WORK TO BE COMPLETED - Retype every one of the rows below without changing a single character.

MATERIAL FOR THIS EXERCISE -
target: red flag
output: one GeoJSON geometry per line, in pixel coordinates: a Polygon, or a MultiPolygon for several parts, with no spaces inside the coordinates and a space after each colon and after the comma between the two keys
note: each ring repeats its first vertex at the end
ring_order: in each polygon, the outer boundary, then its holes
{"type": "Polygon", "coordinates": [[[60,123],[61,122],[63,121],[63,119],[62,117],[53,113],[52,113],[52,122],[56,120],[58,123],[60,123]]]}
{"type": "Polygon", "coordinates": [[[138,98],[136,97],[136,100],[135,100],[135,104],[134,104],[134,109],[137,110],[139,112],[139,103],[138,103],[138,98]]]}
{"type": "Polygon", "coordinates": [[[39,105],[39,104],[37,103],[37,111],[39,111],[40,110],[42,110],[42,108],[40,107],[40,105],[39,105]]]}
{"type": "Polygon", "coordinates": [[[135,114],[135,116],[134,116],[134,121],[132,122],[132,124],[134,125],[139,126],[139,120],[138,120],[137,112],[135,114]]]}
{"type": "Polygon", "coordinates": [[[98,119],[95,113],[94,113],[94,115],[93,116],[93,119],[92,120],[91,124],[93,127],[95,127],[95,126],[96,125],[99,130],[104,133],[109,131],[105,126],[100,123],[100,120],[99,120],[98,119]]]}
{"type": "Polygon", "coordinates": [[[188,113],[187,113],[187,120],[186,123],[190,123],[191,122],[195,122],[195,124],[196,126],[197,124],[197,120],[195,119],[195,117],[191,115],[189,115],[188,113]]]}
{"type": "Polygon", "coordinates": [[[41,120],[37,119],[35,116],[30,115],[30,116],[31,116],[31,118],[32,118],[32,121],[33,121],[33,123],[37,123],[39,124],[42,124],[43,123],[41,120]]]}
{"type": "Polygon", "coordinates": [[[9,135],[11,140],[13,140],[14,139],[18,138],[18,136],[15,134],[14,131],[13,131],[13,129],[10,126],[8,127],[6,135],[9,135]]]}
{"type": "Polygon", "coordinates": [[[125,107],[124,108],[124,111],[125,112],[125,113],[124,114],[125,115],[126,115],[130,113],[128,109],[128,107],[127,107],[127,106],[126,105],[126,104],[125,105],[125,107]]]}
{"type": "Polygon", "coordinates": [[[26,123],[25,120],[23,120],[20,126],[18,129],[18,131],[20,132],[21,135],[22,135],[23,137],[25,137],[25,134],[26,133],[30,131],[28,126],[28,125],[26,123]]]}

THE SOLUTION -
target: red flag
output: one GeoJSON geometry per line, in pixel coordinates: a Polygon, or a MultiPolygon for several parts, with no spaces inside the coordinates and a space after each colon and after the comma between the two keys
note: each ring repeats its first vertex at the end
ring_order: in each polygon, the outer boundary, then its holes
{"type": "Polygon", "coordinates": [[[60,123],[61,122],[63,121],[63,119],[62,117],[53,113],[52,113],[52,122],[56,120],[58,123],[60,123]]]}
{"type": "Polygon", "coordinates": [[[138,98],[136,97],[136,100],[135,100],[135,104],[134,104],[134,109],[137,110],[139,112],[139,103],[138,103],[138,98]]]}
{"type": "Polygon", "coordinates": [[[39,105],[39,104],[37,103],[37,111],[39,111],[40,110],[42,110],[42,108],[40,107],[40,105],[39,105]]]}
{"type": "Polygon", "coordinates": [[[135,114],[135,116],[134,116],[134,121],[132,122],[132,124],[134,125],[139,126],[139,120],[138,120],[137,112],[135,114]]]}
{"type": "Polygon", "coordinates": [[[98,119],[95,113],[94,113],[94,115],[93,116],[93,119],[92,120],[91,124],[93,127],[95,127],[95,126],[96,125],[99,130],[104,133],[109,131],[105,126],[100,123],[100,120],[99,120],[98,119]]]}
{"type": "Polygon", "coordinates": [[[188,113],[187,113],[187,120],[186,123],[190,123],[191,122],[195,122],[195,124],[196,126],[197,124],[197,120],[195,119],[195,117],[191,115],[189,115],[188,113]]]}
{"type": "Polygon", "coordinates": [[[41,120],[37,119],[35,116],[30,115],[30,116],[31,116],[31,118],[32,118],[32,121],[33,121],[33,123],[37,123],[39,124],[42,124],[43,123],[41,120]]]}
{"type": "Polygon", "coordinates": [[[9,135],[11,140],[13,140],[14,139],[18,138],[18,136],[15,134],[14,131],[13,131],[13,129],[10,126],[8,127],[6,135],[9,135]]]}
{"type": "Polygon", "coordinates": [[[125,107],[124,108],[124,111],[125,112],[125,113],[124,114],[125,115],[126,115],[130,113],[128,109],[128,107],[127,107],[127,106],[126,105],[126,104],[125,105],[125,107]]]}
{"type": "Polygon", "coordinates": [[[26,123],[25,120],[23,120],[20,126],[18,129],[18,131],[20,132],[21,135],[22,135],[23,137],[25,137],[25,134],[26,133],[30,131],[28,126],[28,125],[26,123]]]}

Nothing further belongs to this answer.